*EXTRACTED MATERIAL*.
○ ○ ○ ○ ○
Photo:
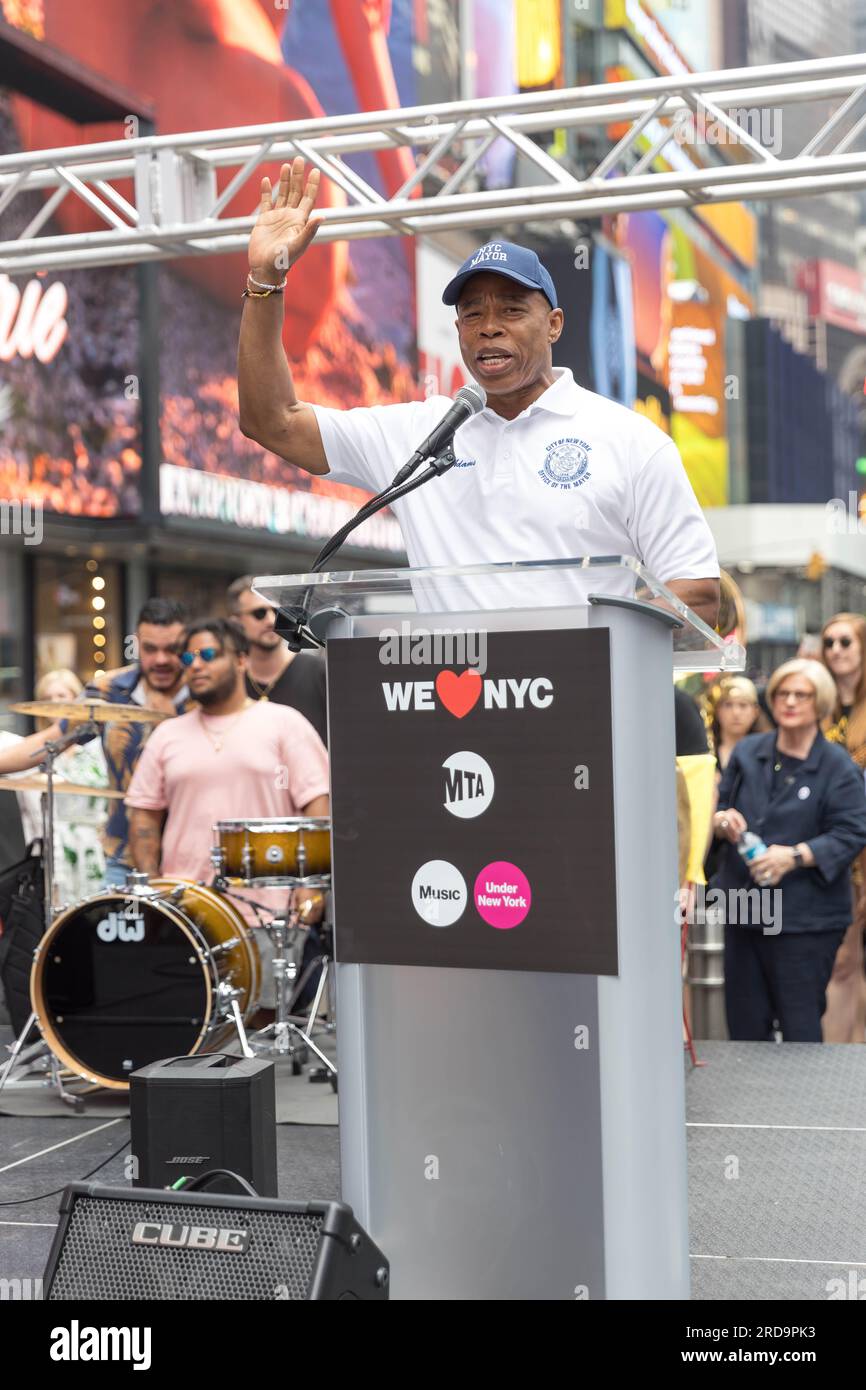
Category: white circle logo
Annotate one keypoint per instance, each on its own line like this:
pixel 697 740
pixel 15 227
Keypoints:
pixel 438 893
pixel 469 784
○ ○ ○ ○ ○
*TASK*. From the line holding "Category: white circle logo" to the end of the listing, copy every line exactly, both ends included, and add nothing.

*TASK SOLUTION*.
Category: white circle logo
Annotate one keypoint per instance, each on its own line like this:
pixel 697 740
pixel 15 227
Keypoints:
pixel 438 893
pixel 469 784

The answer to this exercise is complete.